EXERCISE REQUIREMENTS: From top to bottom, return the listing exactly as it appears, omitting its images.

EXERCISE INPUT:
━━━
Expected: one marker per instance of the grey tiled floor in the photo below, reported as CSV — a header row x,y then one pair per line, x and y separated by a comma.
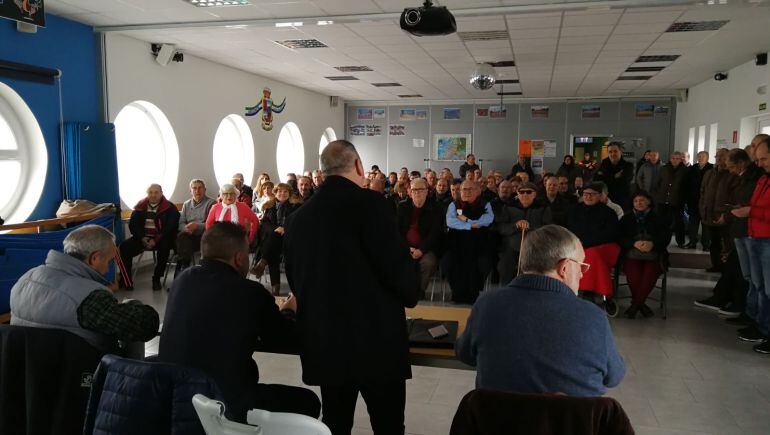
x,y
687,374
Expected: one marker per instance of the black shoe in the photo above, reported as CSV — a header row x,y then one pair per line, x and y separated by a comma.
x,y
752,335
710,304
631,311
741,320
646,311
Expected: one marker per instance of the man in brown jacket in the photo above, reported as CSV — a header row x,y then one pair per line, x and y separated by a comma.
x,y
714,207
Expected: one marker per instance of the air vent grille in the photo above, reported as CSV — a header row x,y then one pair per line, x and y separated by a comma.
x,y
301,43
491,35
697,26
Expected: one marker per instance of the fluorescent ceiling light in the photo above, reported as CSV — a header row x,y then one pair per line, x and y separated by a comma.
x,y
218,3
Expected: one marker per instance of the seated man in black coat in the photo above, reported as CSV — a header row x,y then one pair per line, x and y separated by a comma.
x,y
216,319
420,224
153,226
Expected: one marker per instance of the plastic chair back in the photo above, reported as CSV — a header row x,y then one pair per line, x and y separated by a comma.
x,y
283,423
212,416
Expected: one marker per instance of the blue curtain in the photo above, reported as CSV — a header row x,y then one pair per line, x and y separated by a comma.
x,y
21,252
73,166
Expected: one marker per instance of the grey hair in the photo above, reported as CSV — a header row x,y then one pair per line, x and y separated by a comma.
x,y
88,239
228,188
338,157
545,247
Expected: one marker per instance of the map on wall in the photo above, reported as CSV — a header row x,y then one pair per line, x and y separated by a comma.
x,y
451,147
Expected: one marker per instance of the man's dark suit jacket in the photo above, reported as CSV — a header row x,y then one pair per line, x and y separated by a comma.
x,y
352,274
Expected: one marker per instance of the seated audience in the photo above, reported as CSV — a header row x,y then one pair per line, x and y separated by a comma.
x,y
468,242
534,335
305,187
192,223
512,223
647,175
272,228
617,174
587,168
669,196
246,319
570,170
596,225
523,165
420,223
265,195
245,188
469,166
558,204
643,239
153,225
242,196
229,210
69,291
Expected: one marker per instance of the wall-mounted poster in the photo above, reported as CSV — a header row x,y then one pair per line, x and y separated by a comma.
x,y
645,111
452,113
539,112
590,111
364,113
397,130
373,130
451,147
497,112
407,115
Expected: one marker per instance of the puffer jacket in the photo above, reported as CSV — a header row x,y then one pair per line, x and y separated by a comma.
x,y
148,398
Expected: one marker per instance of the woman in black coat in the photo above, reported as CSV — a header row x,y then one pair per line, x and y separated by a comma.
x,y
271,231
643,241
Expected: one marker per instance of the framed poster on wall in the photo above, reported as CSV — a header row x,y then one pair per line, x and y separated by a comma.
x,y
451,147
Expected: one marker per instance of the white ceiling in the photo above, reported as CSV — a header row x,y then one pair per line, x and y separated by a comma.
x,y
560,53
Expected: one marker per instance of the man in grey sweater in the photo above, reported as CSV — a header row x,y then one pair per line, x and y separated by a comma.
x,y
535,335
192,223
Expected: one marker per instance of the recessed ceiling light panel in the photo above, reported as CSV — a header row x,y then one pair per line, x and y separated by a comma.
x,y
218,3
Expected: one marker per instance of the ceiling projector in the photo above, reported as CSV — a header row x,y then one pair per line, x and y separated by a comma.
x,y
428,20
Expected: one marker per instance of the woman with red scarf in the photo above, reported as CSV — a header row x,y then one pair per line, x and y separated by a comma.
x,y
468,259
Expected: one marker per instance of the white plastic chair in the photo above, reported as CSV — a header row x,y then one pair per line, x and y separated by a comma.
x,y
212,416
282,423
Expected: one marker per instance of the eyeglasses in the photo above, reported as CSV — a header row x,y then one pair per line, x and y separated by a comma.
x,y
583,266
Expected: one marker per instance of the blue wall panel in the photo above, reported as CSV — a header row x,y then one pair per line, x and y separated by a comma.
x,y
72,48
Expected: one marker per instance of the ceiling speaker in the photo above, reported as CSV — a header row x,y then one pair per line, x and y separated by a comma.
x,y
165,54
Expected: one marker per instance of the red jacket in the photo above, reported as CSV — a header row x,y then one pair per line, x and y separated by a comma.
x,y
246,218
759,217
━━━
WRITTEN ANSWER:
Expected: one marker per instance of the grey tiled floor in the photo below, reported as CSV — a header row x,y then one pair per line, x and y separated by a comma.
x,y
687,374
Expected: one marker per instance of the black shoe in the photo above, reported as CSV — a header row x,y then one pair per line, x and y separated by a comma.
x,y
752,335
710,304
631,311
741,320
646,311
Expected: one marker per instance of the man in brown jacket in the photo above, reported as CSV — a header row x,y then one pair per line, x and y separated by a comma.
x,y
714,207
Expected: one marker per instance of the air vent grille in the photo above, reported as CSV — a header row x,y then one pair per line, x and y separated by a comma.
x,y
301,43
491,35
697,26
Expected: one marker per instance of the fluorescent ceiling light in the photo above, reported as CSV — a header row x,y then one pair per line, x and y separated by a comma.
x,y
218,3
Expected: one marker per instance of the seated man in black coat in the photo above, reported as CSV — a header row x,y then one pair per line, x and y separated by a comma.
x,y
216,319
420,224
153,226
Expected: one marker per instance of the plastic chair back in the photo above, reported as CSV — a header row x,y then one pair per line, x and y separated by a comma.
x,y
283,423
212,416
Expected: one marker per instance of the blue curtain in the photo above, reported as CSV — a header row x,y then one pair per line, x and y separated by a comma.
x,y
21,252
73,166
Expected: one marker per instance of the grey hair in the photo above, reported as CSV — a header row x,y then one pair per line, x and y separated by a comma.
x,y
88,239
228,188
338,157
545,247
Expected: one marker per instance of the map on wall in the photo above, reported as CSV — a header row x,y then one pair per line, x and y separated by a comma.
x,y
451,147
Expected: one marker per instance of the man's dark suit jacket in the photo above, reported as CSV — a header row x,y then one pair per line, x and y separated by a comma.
x,y
352,274
Expected: one marker per instance of the seated audience in the photo above, reported as CSV — a header row x,y then one pair per line, x and y separated by a comma.
x,y
468,242
534,335
305,187
192,223
512,223
647,175
272,228
617,174
587,168
669,196
246,319
570,170
596,225
523,165
420,223
265,195
245,188
469,166
558,204
643,239
153,225
242,196
229,210
69,291
Expected: one marker per instance of the wall-mounted poster in the photo above, reported as CSV — a header row x,y then one pair per line, x and y separated by a comma.
x,y
645,111
452,113
539,112
590,111
364,113
397,130
373,130
451,147
497,112
407,115
Expected: one marker per instance of the puffer jacket in the photo above, reported as CSV — a header row x,y then one pair per line, x and y separated by a comma.
x,y
148,398
Expected: one marker per instance of the woman in black coat in the photo above, reported as CSV — a header row x,y then one pair per line, x and y separated by a comma.
x,y
271,231
643,241
Expected: one marker per instance of the framed poster on wall in the photo above, reported as CSV — a header row x,y then one pair per line, x and y separated by a comma.
x,y
451,147
Expected: one marker per instance of the white ceiling in the photo above, reported as CSV — a header row x,y then one pair per line, x and y separated by a comma.
x,y
560,53
Expected: one marker per instance of the man in grey sweater in the photo above, reported as CSV — a header row x,y then one pair per line, x and y separated by a comma.
x,y
535,335
192,223
Expected: one marker per instance of the recessed ceiling light panel in the photo above, reported as CSV — a header row x,y then one pair per line, x and y separated by a comma.
x,y
218,3
Expected: one marker per instance of the ceiling projector in the photo above, reported as CSV — a header row x,y then one pair per line, x and y separated by a comma.
x,y
428,20
Expected: one marker per instance of the woman with red scarf in the photo above, reported as CSV — a header row x,y then one pair per line, x and y separated by a comma.
x,y
468,259
Expected: one marker per instance of the white plastic chair in the photo above, reported as CSV — a header row x,y then one pair per line, x and y separated by a comma.
x,y
212,416
282,423
Expected: one marker per instance of the eyeglasses in the photo above, reported as CSV — a header row x,y then one pair per line, x and y separated by a comma.
x,y
583,266
Expected: one marker per instance of the blue wall panel in the photo above, reported as CSV — a header row x,y then one pair per line, x and y separated by a comma.
x,y
72,48
Expected: one marker per instance of the ceiling speaker in the photo above, reported as CSV — a header row x,y then one pair per line, x and y separated by a comma.
x,y
165,54
Expected: one marker per instance of the red jacket in the photo above, reported as CSV — a header row x,y then one pair per line, x and y separated by a comma.
x,y
246,218
759,217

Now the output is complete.